[Saved data entries]
========================

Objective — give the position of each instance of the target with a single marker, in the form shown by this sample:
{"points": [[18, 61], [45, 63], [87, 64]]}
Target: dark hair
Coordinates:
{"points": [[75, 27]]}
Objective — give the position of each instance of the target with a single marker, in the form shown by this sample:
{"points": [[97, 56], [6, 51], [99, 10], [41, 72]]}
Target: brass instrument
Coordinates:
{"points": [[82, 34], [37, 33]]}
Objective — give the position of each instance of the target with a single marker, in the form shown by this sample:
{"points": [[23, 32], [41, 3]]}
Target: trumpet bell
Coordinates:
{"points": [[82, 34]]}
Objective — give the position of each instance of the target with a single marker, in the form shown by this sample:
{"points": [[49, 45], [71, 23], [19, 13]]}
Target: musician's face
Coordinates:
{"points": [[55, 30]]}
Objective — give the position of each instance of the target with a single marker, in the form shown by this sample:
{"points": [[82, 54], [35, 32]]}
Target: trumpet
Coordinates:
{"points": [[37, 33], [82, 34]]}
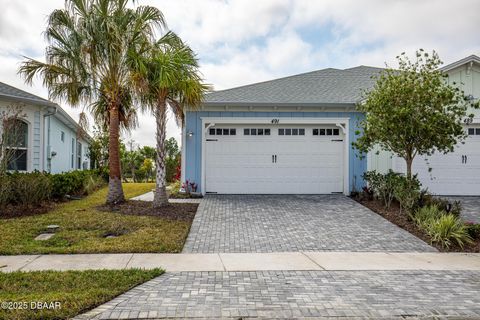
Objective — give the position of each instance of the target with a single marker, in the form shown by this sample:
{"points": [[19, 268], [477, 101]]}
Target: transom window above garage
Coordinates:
{"points": [[326, 132], [474, 131], [291, 132], [256, 132], [222, 131]]}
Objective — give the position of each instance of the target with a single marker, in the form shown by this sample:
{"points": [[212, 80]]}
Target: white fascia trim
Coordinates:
{"points": [[210, 121], [281, 120]]}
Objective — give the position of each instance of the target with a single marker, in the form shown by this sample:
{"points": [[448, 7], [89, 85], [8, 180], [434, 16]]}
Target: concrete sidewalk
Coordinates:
{"points": [[301, 261]]}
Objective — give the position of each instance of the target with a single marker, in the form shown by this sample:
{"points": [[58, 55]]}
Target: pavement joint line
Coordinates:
{"points": [[309, 258], [26, 264], [221, 261]]}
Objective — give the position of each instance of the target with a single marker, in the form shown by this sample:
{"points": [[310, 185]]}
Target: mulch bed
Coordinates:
{"points": [[394, 215], [10, 211], [172, 211]]}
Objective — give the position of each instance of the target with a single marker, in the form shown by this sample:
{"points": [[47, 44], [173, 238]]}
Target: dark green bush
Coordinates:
{"points": [[407, 193], [454, 207], [443, 228], [473, 230], [30, 189], [75, 183], [5, 190]]}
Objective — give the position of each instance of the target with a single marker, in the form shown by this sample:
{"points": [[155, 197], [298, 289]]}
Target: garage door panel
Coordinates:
{"points": [[451, 174], [244, 164]]}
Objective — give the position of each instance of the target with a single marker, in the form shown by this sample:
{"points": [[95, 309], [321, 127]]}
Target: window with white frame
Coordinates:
{"points": [[79, 155], [73, 154], [16, 143], [474, 131]]}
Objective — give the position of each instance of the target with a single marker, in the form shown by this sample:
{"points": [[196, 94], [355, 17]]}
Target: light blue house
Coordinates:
{"points": [[51, 140], [284, 136], [294, 134]]}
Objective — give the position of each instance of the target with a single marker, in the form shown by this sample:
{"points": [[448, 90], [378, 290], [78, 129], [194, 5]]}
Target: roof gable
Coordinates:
{"points": [[8, 91], [470, 59], [326, 86]]}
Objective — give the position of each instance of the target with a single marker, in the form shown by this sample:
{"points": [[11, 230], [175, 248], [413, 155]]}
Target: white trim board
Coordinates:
{"points": [[343, 123]]}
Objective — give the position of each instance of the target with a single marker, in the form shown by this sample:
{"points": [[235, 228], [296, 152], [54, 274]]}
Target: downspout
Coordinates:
{"points": [[49, 113]]}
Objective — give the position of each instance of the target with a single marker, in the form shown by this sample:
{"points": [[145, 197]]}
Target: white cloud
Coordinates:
{"points": [[246, 41]]}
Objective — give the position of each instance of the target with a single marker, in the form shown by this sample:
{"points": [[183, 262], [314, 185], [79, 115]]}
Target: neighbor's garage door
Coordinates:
{"points": [[455, 173], [260, 159]]}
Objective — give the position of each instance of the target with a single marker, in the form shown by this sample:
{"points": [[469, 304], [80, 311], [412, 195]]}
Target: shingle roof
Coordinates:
{"points": [[17, 94], [453, 65], [327, 86], [12, 93]]}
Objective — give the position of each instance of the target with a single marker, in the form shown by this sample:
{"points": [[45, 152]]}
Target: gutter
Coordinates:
{"points": [[49, 113]]}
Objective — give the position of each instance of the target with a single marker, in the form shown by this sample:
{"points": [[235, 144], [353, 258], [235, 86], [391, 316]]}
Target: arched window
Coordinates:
{"points": [[16, 144]]}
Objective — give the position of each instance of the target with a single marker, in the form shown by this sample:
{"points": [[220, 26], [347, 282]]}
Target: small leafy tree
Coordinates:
{"points": [[413, 111]]}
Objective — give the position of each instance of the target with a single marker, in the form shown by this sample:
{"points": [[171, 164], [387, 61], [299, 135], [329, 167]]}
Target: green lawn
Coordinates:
{"points": [[83, 229], [73, 291]]}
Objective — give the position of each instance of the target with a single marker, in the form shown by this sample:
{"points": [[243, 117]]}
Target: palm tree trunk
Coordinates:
{"points": [[160, 198], [115, 189]]}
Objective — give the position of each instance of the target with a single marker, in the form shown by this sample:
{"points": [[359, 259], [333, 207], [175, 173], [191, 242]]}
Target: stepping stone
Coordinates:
{"points": [[52, 228], [44, 236]]}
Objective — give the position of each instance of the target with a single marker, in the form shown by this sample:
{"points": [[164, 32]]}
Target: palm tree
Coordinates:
{"points": [[88, 61], [169, 78]]}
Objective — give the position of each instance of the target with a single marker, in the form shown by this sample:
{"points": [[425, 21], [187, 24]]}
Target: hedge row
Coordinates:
{"points": [[27, 189]]}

========================

The exercise:
Write out the material above again, word for word, minus its pictures.

The response:
Objective — give the position of each instance of the target with a single marker, in the form shown by this sample:
{"points": [[18, 61], [45, 63], [87, 64]]}
Target: dark hair
Coordinates:
{"points": [[75, 27]]}
Objective — give the position of each instance of the target with a single marker, in the form shown by this sample:
{"points": [[97, 56], [6, 51], [99, 10], [41, 72]]}
Target: brass instrument
Coordinates:
{"points": [[82, 34], [37, 33]]}
Objective — give the position of each instance of the target with a single marker, in the form shown by this sample:
{"points": [[23, 32], [41, 3]]}
Target: trumpet bell
Coordinates:
{"points": [[82, 34]]}
Objective — give the position of each instance of the target with a single marker, in the form shown by this sample:
{"points": [[49, 45], [71, 23], [19, 13]]}
Target: musician's face
Coordinates:
{"points": [[55, 30]]}
Objective — give the position of each instance of the target with a single marker, in the form shown by this sample:
{"points": [[82, 54], [35, 32]]}
Target: trumpet
Coordinates:
{"points": [[37, 33], [82, 34]]}
Objective — give the position of each instance of the target with a single marker, in the form shown by this sample:
{"points": [[19, 268], [477, 101]]}
Target: transom window above garage
Coordinates:
{"points": [[326, 132], [474, 131], [291, 132], [256, 132], [222, 131]]}
Objective — give the position of each instance of the target with a single marker, in the form shown by this sample:
{"points": [[212, 80]]}
Target: white fascia trim
Coordinates:
{"points": [[210, 121], [281, 120]]}
Objective — give the position of each instance of the target with a single marker, in the form shown by this sample:
{"points": [[448, 7], [89, 85], [8, 180], [434, 16]]}
Target: concrete sidewalk
Coordinates:
{"points": [[301, 261]]}
Objective — give the position of each instance of the target with a single marker, in the form shown by this sample:
{"points": [[58, 55]]}
Target: pavement joint line
Coordinates:
{"points": [[309, 258], [26, 264], [221, 261]]}
Objective — give the position of each instance of the target with a single marker, in the form shown by this sample:
{"points": [[310, 185]]}
Target: mulch bed
Coordinates:
{"points": [[394, 215], [10, 211], [172, 211]]}
Objective — give the position of each instance of the target with a single marker, in the form shown by this sample:
{"points": [[47, 44], [173, 238]]}
Target: dark green bush
Coordinates:
{"points": [[407, 193], [454, 207], [443, 228], [473, 230], [30, 189], [75, 183], [5, 190]]}
Objective — give the position of each instance of the target with a single marker, in the form shown by this sample:
{"points": [[155, 197], [298, 289]]}
Target: garage door panel
Coordinates:
{"points": [[451, 174], [244, 164]]}
Objective — give the position of each instance of the target with a single marker, in the form shown by this sample:
{"points": [[95, 309], [321, 127]]}
Target: window with white frame
Coordinates:
{"points": [[79, 155], [73, 154], [16, 143], [474, 131]]}
Objective — give the position of each instance of the target with a single marker, in the form shown by this sample:
{"points": [[196, 94], [355, 17]]}
Target: light blue house
Coordinates:
{"points": [[51, 140], [284, 136], [294, 134]]}
Objective — give the position of each instance of the target with a single marker, in the form shown by this sample:
{"points": [[448, 90], [378, 290], [78, 129], [194, 5]]}
Target: roof gable
Coordinates:
{"points": [[8, 91], [470, 59], [326, 86]]}
Objective — give the position of each instance of the target with a single marker, in the form shown by this sample:
{"points": [[11, 230], [175, 248], [413, 155]]}
Target: white trim board
Coordinates:
{"points": [[343, 123]]}
Objective — give the position of each instance of the target with a single marker, in the form shown by this sample:
{"points": [[235, 228], [296, 152], [54, 274]]}
Target: downspout
Coordinates:
{"points": [[49, 113]]}
Objective — give the position of each instance of the target with a single marker, in the form shown by this sample:
{"points": [[145, 197]]}
Target: white cloud
Coordinates:
{"points": [[246, 41]]}
Objective — give the position of each instance of the target with a single marker, in the form shown by this sample:
{"points": [[183, 262], [314, 185], [79, 115]]}
Target: neighbor's garage door
Coordinates:
{"points": [[455, 173], [260, 159]]}
Objective — give the position of each instance of the target with a single marker, in the form shown by this sample:
{"points": [[469, 304], [80, 311], [412, 195]]}
Target: shingle roof
Coordinates:
{"points": [[17, 94], [453, 65], [327, 86], [12, 93]]}
Objective — give the position of each instance of the target with a single marker, in the form shown by this sample:
{"points": [[45, 152]]}
Target: gutter
Coordinates:
{"points": [[49, 113]]}
Objective — give the position of each instance of the target with a single marker, in the form shown by this sample:
{"points": [[235, 144], [353, 258], [235, 86], [391, 316]]}
Target: arched window
Coordinates:
{"points": [[16, 144]]}
Objective — give the position of each instance of the target with a single marker, in the form shown by this sample:
{"points": [[220, 26], [347, 282]]}
Target: small leafy tree
Coordinates:
{"points": [[413, 111]]}
Objective — give the position of each instance of the target with a single marker, in the form shown by this sample:
{"points": [[171, 164], [387, 61], [299, 135], [329, 167]]}
Target: green lawn
Coordinates:
{"points": [[83, 229], [73, 291]]}
Objective — give the position of each instance of the target with a single marker, in the form shown by this sample:
{"points": [[243, 117]]}
Target: palm tree trunk
Coordinates:
{"points": [[160, 198], [115, 189]]}
Objective — give the position of each instance of the target with a single marker, in the form shown by this sample:
{"points": [[359, 259], [333, 207], [175, 173], [191, 242]]}
Target: stepping stone
Coordinates:
{"points": [[52, 228], [44, 236]]}
Objective — give the position of each instance of the target with a single marker, in the form shown by this sample:
{"points": [[164, 32]]}
Target: palm tree
Coordinates:
{"points": [[88, 61], [169, 78]]}
Objective — give the position of each instance of the target with a single marker, in the form shown by this sample:
{"points": [[425, 21], [187, 24]]}
Target: hedge row
Coordinates:
{"points": [[27, 189]]}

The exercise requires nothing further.